DATA FOR PROCESSING >>

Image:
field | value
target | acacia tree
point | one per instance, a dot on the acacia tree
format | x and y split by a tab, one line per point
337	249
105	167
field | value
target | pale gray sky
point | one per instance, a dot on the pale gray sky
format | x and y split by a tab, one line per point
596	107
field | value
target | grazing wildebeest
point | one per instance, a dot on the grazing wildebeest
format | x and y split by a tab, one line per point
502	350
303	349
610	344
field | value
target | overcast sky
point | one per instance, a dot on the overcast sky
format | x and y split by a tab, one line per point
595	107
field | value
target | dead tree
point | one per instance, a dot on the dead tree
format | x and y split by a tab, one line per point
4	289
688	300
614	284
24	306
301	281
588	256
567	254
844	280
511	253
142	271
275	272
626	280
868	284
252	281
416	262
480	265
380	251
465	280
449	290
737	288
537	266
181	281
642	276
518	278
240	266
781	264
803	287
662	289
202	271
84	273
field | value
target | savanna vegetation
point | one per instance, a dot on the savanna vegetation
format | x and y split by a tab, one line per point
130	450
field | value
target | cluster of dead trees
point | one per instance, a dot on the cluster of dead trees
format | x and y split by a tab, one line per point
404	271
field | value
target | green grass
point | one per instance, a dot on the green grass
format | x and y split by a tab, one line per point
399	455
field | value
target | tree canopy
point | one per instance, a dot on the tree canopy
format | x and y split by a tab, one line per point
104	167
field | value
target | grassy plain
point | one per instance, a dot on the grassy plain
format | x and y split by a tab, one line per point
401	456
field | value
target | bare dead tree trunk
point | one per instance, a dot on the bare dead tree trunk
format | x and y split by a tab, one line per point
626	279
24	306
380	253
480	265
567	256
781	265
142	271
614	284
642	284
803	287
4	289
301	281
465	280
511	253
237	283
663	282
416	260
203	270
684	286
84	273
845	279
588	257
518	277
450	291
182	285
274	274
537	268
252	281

ASSIGNED TASK >> Each line above must be returned exactly as written.

RESPONSE AREA >>
Image:
field | value
target | acacia tree
point | one per instance, a dot on the acacia tree
format | x and y split by a tab, one line per point
337	249
105	167
field | value
target | pale gray sky
point | one per instance, a dot on the pale gray sky
format | x and y split by a tab, one line per point
596	107
field | value
target | grazing wildebeest
point | one per instance, a dot on the grazing wildebeest
format | x and y split by a tab, one line per point
502	350
303	349
610	344
field | value
target | overcast sky
point | one per instance, a dot on the overcast sky
format | x and y split by a tab, one line per point
595	107
field | value
target | dead tree
point | one per instance, a dot on the dead tree
format | x and y split by a tab, one line per point
4	289
688	300
614	284
24	306
301	281
588	256
567	254
844	280
511	253
142	271
275	272
626	280
868	284
252	281
416	262
480	265
380	251
465	280
449	290
737	288
537	266
181	281
642	276
518	278
240	266
781	264
803	287
662	289
202	271
84	273
field | value
target | savanna vegetation
point | one per instance, a dot on the savanna vegetation
format | x and y split by a tab, one line per point
130	450
field | value
target | cluster of dead trees
point | one per instance, a dot on the cluster of dead trees
format | x and y split by a tab, one line per point
404	271
field | value
target | green grass
point | one per instance, a dot on the green grass
format | x and y split by a tab, one line per point
399	455
field | value
target | tree canopy
point | one per instance, a dot on the tree canopy
format | x and y split by a tab, one line per point
104	167
field | value
target | grassy plain
point | one per instance, a dot on the grassy plain
format | x and y split by a tab, one line per point
401	456
field | value
target | bare dead tree trunk
point | one per instance, a dot on the bare dead tree trunk
format | x and y split by a tab, one line per point
626	279
24	306
380	253
480	265
567	256
781	265
142	271
614	284
642	284
803	287
4	289
301	281
465	280
511	253
237	283
663	282
416	260
203	270
684	286
84	273
845	279
588	257
518	277
450	291
182	285
274	274
537	268
252	281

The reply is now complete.